▶ **Provided text**
Senin, 22 Desember 2014

Memento of the Rain

Let's say this first,
"in rain we think,"

Which is obviously true.
It is too much for not thinking about anything when I am stuck with Plue for one hour in heavy downpour.
My mp3 rewinds back to the first title but I am still getting nowhere.
What makes me think?

The songs.

Call me weird to list the mp3 here but I'd like to remember it someday when I stumble back into this post.

So, this is the list:
  1. Shooting Star -Acoustic Ver (Owl City)
  2. Unwritten (Natasha Bedingfield)
  3. 3 Things (Jason Mraz)
  4. Brave (Josh Groban)
  5. Kimi to Kare to Boku to Kanojo to (Breathe)
  6. Holding On and Letting Go (Ross Copperman)
  7. Shine (Jason Mraz)
  8. Shake It Off (Taylor Swift)
  9. You're Not Alone (Owl City ft Britt Nicole)
  10. Here's to Never Growing Up (Avril Lavigne)
  11. Sweeter than Fiction (Taylor Swift)
  12. Shatter Me (Lindsey Stirling ft Lzzy Hale)
  13. Gold -Acoustic Ver (Owl City)
  14. Hysteria -Acoustic Ver (Nano)
  15. Titanium (David Guetta ft Sia)
  16. Wolf Bite (Owl City)
  17. If No One Will Listen (Kelly Clarkson)
  18. Let It Go (Demi Lovato)
  19. Collide -Acoustic Ver (Howie Day)
  20. Burn (Ellie Goulding)
  21. Neon Lights (Demi Lovato)
  22. Beautiful Times (Owl City ft. Lindsey Stirling)
  23. Brave (Sarah Bareilles)



I know mine is not the best mp3 list out there. Some people may judge it as rather gloomy, but I don't really think so.
I prefer songs I can sing along. Not the one out of my pitch, not the one too slow, not the one too upbeat, just songs with nice melody I can sing along. Preferably with lyrics which are easy to remember too. If I don't sing when I am driving, I will be so sleepy... and yes, it will be dangerous to ride with me then :p

So, when the rain pours, the sky turns dark, the time alone in the traffic, I am finally in touch with enhanced sensitivity around the surrounding.

Being trapped inside the university, for starter, will not be so meaningful without some rain (or heavy downpour, to be exact), but here I am, wondering to myself how long time has passed since the last day I was trapped inside the pour like this. Maybe last year.

▶ **Given task 1**
Pull out every line in the rows below that contains the word "glove".

▶ **Data to process**
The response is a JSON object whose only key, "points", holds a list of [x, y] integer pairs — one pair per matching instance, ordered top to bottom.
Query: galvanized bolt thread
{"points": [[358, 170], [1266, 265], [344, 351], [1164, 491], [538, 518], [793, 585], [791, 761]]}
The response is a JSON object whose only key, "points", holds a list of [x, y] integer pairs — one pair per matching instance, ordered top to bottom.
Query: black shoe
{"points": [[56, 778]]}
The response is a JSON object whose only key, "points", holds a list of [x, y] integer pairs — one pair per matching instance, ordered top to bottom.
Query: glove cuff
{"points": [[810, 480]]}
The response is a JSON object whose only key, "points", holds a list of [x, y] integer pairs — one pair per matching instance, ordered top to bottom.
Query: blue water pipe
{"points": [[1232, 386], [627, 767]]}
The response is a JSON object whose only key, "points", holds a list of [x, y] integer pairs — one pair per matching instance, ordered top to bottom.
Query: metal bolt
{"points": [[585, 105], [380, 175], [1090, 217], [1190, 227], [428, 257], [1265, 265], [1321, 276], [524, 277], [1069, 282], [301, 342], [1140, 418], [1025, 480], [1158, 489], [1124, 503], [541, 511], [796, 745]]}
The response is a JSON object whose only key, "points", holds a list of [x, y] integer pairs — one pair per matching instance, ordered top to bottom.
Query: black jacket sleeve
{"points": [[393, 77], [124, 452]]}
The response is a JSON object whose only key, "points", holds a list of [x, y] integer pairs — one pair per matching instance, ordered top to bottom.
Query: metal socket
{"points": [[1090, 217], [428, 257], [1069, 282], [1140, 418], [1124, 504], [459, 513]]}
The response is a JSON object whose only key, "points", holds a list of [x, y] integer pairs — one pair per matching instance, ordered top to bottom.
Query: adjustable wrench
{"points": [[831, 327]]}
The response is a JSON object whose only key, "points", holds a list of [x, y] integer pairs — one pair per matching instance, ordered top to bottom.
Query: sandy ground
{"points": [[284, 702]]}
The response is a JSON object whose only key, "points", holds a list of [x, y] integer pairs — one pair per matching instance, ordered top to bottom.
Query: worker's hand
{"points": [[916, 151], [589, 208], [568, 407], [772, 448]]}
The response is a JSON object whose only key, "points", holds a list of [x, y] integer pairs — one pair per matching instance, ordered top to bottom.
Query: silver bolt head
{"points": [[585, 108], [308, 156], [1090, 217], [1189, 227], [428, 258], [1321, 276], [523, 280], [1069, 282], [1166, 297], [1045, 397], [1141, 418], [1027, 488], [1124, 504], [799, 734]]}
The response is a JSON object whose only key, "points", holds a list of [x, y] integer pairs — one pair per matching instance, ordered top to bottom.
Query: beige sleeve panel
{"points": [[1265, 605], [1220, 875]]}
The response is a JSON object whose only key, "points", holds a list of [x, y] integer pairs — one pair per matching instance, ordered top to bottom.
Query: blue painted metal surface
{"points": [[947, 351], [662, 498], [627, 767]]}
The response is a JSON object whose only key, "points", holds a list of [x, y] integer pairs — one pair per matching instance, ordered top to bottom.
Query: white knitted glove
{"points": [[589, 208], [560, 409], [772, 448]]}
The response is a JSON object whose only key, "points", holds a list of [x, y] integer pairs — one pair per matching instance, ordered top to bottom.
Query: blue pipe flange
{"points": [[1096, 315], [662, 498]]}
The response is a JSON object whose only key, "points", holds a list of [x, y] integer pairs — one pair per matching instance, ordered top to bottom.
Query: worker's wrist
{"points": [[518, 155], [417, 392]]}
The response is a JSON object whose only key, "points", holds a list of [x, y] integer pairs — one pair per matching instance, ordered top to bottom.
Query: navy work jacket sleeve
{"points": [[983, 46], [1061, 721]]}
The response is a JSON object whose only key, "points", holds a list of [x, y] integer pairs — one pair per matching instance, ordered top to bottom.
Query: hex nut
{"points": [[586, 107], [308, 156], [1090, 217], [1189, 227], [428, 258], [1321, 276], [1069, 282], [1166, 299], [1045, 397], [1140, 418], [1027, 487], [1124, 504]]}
...
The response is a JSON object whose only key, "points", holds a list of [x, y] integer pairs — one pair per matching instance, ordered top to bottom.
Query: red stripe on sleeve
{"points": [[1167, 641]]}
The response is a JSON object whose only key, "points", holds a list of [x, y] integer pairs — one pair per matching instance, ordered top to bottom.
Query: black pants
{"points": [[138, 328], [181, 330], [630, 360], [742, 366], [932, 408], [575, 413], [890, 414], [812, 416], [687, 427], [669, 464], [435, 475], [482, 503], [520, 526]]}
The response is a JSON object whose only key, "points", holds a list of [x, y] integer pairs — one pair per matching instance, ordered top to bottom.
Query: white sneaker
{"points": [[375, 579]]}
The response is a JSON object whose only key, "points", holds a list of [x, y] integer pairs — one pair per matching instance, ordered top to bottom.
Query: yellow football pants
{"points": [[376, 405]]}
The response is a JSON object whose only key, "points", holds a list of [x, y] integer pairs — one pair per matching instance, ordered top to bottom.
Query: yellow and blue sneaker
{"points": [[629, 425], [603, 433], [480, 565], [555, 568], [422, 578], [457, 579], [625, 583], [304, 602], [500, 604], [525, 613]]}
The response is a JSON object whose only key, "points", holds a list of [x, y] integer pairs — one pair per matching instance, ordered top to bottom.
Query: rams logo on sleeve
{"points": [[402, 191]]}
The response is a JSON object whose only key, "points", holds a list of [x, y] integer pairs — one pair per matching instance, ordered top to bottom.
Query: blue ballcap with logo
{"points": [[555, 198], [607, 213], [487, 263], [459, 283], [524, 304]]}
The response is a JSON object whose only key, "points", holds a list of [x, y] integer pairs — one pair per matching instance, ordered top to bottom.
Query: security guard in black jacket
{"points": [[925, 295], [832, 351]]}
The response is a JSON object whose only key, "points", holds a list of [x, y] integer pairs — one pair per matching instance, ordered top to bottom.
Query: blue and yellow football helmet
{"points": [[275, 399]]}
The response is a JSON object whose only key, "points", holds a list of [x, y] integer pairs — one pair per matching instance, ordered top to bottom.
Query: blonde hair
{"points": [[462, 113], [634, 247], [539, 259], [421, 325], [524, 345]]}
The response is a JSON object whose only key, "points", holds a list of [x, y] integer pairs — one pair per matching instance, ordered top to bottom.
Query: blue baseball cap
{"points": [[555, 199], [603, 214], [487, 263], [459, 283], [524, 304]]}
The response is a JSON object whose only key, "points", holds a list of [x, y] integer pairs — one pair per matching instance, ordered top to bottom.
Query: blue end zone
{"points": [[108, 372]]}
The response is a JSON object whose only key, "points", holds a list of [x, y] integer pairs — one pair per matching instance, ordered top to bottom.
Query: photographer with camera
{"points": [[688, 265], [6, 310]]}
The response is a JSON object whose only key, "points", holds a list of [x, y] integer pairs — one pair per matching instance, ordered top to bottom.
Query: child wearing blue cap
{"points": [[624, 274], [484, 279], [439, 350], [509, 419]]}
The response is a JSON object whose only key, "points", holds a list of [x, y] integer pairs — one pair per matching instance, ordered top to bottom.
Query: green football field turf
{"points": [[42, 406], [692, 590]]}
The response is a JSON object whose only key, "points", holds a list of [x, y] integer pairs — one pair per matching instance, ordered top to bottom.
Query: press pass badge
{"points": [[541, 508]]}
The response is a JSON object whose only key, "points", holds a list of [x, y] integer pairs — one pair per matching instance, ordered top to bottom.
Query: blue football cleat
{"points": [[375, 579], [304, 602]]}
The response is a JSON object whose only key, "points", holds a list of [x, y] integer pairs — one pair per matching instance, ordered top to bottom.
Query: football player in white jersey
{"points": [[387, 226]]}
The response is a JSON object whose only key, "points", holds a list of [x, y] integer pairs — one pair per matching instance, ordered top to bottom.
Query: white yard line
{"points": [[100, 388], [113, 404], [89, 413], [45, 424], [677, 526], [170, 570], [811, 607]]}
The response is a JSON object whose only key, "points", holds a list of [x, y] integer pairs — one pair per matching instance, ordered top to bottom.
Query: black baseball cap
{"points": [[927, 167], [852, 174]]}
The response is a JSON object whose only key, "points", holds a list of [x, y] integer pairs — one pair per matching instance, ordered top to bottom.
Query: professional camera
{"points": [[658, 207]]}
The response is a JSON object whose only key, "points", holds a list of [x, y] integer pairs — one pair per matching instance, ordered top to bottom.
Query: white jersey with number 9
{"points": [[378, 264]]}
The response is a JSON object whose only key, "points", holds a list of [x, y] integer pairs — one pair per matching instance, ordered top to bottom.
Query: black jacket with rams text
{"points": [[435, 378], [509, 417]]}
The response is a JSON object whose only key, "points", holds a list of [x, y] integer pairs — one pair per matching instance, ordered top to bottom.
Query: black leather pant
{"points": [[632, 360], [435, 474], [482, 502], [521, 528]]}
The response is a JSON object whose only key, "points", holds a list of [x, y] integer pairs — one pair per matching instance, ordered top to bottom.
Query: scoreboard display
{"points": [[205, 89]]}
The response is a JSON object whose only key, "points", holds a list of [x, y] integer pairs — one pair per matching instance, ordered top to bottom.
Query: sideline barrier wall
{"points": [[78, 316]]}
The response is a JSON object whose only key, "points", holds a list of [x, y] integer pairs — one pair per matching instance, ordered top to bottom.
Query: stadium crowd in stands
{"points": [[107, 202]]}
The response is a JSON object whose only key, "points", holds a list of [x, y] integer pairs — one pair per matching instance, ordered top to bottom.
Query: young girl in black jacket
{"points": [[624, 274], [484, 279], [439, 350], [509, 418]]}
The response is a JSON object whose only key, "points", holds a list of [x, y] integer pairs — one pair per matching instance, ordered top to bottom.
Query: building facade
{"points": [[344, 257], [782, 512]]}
--
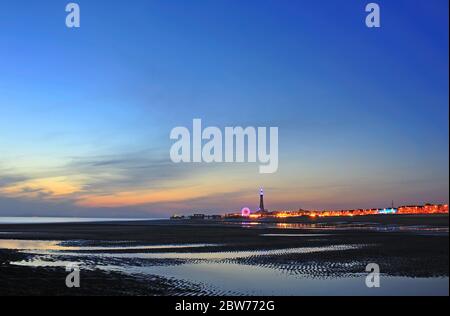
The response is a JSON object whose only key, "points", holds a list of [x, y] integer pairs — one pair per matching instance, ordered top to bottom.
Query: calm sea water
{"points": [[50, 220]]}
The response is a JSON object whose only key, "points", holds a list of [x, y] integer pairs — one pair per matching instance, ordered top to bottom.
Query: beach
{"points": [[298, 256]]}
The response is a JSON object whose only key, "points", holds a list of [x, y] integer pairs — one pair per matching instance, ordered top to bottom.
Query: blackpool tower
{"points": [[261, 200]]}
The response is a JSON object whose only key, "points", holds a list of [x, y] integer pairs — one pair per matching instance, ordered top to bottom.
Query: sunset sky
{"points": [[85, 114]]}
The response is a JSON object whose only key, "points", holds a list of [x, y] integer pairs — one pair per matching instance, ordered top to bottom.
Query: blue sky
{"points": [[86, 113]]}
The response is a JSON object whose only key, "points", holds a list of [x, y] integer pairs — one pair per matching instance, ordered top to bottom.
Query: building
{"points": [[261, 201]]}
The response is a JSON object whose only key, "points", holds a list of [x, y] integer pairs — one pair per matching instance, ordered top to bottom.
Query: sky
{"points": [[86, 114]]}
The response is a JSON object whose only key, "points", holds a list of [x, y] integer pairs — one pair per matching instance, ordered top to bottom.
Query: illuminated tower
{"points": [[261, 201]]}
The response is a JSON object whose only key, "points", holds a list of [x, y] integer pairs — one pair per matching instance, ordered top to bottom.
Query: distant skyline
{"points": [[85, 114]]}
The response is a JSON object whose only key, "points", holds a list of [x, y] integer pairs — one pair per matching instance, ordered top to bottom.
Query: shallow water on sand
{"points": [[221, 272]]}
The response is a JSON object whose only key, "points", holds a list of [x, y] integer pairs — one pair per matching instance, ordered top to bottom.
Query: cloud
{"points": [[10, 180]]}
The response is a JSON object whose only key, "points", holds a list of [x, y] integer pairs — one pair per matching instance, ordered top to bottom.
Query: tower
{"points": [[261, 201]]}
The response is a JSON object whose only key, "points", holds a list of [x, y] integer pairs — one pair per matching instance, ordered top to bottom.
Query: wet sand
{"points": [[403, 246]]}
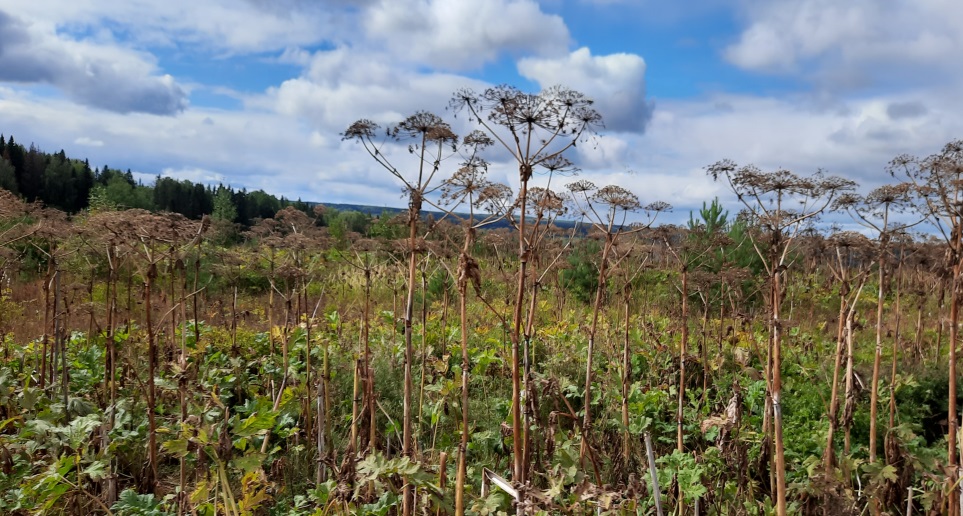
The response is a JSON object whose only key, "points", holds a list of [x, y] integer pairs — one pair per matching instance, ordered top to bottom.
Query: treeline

▶ **Given task 2**
Answer these questions about the rain post above:
(a) For how long was the writer stuck with Plue in the heavy downpour?
(b) Which artists are credited for "Titanium" in the song list?
(c) According to the post, what happens to the writer when they don't sing while driving?

▶ **Exercise output 1**
Query: glove cuff
Query: white knitted glove

▶ **Exercise output 2**
(a) One hour.
(b) David Guetta ft Sia.
(c) The writer gets very sleepy, which makes riding with them dangerous.